- _Alıntı_:
Geçmişin uzun bir muhasebesini yapmaya gerek yok. Herkes neyin ne olduğunu gayet iyi biliyor. Ama en azından şunu hatırlayalım ki, bizim Cumhuriyet kurulmadan önce Çerkesçe eğitim veren okullarımız ve Çerkesçe yayın yapan gazetelerimiz vardı.
Milli Mücadelenin kazanılması sonrası Ulusalcı paradigmanın Cumhuriyet’in kuruluş ideolojisi haline gelmesi ile tüm farklı renklerin temsilcileri ve kurumlarıyla birlikte, biz Çerkesler de yok sayıldık.
80 yılı aşan uzun bu zillet döneminden sonra, nihayet kimliğimiz ve kültürümüzle ilgili sorunlarımızı açıkça konuşabilir hale geldik.

- _Kayıtlar_:
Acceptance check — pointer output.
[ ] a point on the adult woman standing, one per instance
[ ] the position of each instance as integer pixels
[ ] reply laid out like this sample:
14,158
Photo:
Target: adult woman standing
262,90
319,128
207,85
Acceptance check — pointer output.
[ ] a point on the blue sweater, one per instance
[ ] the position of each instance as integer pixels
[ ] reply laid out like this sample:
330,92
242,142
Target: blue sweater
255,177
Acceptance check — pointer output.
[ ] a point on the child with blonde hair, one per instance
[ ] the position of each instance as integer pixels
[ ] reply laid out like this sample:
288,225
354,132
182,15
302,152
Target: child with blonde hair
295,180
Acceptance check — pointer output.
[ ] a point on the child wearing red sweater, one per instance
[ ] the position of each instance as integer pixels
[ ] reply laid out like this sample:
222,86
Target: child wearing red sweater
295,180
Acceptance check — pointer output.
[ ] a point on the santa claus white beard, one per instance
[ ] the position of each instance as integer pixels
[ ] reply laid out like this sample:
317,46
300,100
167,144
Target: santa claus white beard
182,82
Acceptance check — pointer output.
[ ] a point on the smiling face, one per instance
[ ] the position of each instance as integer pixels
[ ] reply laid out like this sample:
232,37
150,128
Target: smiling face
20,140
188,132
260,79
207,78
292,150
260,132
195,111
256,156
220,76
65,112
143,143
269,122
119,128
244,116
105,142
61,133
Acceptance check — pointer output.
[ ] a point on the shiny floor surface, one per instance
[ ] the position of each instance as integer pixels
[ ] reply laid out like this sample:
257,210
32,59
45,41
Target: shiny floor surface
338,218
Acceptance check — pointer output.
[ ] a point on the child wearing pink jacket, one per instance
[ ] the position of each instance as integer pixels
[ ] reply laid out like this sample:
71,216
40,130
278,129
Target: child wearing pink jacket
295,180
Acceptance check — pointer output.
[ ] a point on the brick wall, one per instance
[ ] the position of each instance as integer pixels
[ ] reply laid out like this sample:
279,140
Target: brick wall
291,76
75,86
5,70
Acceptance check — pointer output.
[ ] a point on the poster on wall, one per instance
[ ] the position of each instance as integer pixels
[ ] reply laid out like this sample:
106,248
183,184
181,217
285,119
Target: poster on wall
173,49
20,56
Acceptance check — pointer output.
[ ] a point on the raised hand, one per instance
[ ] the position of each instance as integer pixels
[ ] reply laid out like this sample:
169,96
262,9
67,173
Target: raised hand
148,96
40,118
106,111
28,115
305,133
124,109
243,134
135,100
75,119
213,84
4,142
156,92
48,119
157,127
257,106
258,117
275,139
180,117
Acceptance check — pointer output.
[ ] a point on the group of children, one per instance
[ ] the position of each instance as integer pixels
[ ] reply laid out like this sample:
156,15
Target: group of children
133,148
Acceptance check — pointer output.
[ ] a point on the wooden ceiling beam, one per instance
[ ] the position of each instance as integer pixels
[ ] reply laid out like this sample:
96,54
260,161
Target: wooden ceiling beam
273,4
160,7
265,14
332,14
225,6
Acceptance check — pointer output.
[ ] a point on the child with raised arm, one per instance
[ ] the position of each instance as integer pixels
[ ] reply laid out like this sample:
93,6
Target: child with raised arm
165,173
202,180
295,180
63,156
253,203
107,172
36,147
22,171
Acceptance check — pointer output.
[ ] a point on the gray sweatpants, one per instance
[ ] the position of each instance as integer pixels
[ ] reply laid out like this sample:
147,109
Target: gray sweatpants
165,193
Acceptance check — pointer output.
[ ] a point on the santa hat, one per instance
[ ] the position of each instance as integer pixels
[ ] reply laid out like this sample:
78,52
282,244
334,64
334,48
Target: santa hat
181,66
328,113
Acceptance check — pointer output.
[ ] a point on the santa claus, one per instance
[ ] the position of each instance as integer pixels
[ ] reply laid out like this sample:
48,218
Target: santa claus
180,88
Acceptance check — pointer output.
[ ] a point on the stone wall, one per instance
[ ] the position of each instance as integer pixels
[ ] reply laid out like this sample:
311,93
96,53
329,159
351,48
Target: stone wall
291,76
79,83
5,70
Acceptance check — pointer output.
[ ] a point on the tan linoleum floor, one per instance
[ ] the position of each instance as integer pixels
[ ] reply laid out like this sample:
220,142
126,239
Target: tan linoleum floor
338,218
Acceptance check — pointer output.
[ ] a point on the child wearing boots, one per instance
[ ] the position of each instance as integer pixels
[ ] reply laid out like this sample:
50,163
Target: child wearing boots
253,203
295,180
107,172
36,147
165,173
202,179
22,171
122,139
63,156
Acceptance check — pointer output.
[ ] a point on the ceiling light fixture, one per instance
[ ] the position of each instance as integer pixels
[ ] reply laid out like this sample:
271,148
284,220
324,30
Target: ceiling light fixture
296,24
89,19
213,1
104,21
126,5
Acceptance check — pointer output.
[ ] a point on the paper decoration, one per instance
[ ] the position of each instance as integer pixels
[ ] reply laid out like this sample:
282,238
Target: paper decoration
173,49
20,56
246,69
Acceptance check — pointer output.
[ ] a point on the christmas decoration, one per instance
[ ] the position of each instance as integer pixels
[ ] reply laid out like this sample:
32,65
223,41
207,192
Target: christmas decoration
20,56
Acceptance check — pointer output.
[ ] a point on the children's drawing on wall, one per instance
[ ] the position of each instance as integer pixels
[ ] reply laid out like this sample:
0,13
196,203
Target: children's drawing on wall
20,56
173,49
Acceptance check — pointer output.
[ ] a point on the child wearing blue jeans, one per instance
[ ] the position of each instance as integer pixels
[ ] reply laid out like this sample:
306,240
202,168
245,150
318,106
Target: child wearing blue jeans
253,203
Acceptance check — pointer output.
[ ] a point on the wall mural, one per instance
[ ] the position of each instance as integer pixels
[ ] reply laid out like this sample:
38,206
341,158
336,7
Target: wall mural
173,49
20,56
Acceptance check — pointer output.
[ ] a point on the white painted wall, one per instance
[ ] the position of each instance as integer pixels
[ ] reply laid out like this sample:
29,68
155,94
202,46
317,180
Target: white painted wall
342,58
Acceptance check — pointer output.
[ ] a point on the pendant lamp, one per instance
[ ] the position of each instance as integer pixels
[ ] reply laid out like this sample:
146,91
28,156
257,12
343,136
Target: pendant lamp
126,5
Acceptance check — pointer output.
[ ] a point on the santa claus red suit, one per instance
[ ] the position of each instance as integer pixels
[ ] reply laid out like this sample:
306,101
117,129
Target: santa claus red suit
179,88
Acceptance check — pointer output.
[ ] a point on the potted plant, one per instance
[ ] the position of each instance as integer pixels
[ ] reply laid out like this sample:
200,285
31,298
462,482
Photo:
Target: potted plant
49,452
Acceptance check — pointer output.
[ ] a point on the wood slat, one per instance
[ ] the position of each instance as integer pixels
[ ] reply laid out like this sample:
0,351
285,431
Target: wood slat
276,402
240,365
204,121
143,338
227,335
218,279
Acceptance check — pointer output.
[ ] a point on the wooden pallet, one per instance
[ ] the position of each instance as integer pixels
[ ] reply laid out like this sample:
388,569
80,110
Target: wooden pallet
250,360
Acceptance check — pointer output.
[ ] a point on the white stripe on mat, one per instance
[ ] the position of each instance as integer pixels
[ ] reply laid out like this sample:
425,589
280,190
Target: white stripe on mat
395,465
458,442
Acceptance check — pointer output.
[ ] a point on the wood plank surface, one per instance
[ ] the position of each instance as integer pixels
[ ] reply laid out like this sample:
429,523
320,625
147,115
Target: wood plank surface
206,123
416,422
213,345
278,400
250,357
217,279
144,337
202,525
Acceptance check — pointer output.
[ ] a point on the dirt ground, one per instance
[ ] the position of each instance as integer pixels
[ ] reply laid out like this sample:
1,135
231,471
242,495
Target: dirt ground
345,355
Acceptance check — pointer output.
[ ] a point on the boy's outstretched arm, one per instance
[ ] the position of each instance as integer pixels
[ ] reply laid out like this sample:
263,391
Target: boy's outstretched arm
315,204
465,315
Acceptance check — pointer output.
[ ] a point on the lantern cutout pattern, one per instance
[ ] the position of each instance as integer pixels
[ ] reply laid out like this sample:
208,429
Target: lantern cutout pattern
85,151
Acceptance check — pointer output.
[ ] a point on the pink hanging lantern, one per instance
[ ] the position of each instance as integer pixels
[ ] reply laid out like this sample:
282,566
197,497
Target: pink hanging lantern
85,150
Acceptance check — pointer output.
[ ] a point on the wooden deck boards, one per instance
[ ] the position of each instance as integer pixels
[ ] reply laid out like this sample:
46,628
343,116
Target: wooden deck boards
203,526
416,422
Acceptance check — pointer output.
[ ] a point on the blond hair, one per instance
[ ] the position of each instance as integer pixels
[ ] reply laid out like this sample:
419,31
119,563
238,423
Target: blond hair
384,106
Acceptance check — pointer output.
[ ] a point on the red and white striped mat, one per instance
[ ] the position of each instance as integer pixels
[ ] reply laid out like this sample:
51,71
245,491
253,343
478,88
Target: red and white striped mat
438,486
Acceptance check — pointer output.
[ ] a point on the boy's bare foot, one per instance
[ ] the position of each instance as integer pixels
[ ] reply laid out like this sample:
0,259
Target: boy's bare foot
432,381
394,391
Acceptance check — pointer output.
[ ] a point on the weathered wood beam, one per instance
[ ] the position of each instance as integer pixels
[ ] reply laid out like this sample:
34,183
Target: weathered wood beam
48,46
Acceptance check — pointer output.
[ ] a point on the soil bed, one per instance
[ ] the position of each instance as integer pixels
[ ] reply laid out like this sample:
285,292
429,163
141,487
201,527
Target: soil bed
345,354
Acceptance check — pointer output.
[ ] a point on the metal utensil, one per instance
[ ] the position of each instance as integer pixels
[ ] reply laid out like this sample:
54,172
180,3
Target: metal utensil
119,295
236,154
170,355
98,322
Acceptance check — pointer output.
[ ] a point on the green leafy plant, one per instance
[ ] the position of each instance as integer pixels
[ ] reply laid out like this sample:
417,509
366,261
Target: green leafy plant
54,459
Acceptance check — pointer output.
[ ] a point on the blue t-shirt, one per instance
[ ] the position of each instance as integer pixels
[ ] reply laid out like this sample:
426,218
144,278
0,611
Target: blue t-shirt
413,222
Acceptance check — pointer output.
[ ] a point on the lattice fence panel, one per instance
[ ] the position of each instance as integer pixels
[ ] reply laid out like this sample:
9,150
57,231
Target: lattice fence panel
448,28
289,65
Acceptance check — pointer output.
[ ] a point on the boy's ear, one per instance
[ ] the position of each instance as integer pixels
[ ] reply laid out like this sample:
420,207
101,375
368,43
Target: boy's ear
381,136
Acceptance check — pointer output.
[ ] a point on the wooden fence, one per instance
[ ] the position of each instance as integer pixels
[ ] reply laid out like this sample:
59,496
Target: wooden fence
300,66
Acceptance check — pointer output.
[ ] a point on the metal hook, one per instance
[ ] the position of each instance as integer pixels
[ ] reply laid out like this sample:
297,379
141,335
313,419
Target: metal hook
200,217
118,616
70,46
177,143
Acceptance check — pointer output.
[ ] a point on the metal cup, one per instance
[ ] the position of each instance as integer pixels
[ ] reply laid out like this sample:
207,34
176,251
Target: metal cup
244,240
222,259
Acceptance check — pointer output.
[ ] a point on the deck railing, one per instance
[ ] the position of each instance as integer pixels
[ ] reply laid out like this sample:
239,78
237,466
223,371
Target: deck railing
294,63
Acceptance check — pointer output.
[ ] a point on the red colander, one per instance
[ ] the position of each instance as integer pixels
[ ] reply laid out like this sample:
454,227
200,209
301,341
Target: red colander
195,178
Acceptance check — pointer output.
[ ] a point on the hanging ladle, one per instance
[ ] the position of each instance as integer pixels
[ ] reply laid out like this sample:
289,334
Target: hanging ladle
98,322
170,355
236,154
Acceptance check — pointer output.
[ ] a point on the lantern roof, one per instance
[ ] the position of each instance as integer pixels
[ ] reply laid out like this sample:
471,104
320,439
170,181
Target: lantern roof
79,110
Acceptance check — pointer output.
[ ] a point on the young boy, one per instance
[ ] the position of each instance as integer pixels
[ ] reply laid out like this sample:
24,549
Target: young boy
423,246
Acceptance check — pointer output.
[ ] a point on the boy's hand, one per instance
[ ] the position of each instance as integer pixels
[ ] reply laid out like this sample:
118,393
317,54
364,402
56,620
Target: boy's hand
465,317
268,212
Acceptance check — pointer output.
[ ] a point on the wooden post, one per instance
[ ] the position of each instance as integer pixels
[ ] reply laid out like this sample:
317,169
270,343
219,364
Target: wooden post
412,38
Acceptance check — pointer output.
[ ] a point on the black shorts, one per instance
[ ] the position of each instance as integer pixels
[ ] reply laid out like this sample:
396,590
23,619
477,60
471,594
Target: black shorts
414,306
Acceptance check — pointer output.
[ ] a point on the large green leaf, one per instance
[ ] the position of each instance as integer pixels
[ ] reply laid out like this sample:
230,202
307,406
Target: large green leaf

- _Görev 1_:
Alıntıdaki şu cümleyi İngilizceye çevir: "80 yılı aşan uzun bu zillet döneminden sonra, nihayet kimliğimiz ve kültürümüzle ilgili sorunlarımızı açıkça konuşabilir hale geldik."
- _Görev 2_:
Kayıtlarda "hair" dizesini içeren satırların her birini belirleyip kopyala. Büyük-küçük harf ayrımına dikkat et.

- _Eksiksiz yanıt 1_:
After this long period of humiliation lasting more than 80 years, we have finally become able to talk openly about our problems concerning our identity and culture.

- _Eksiksiz yanıt 2_:
[ ] a point on the child with blonde hair, one per instance
Target: child with blonde hair
[ ] a point on the blond hair, one per instance
Target: blond hair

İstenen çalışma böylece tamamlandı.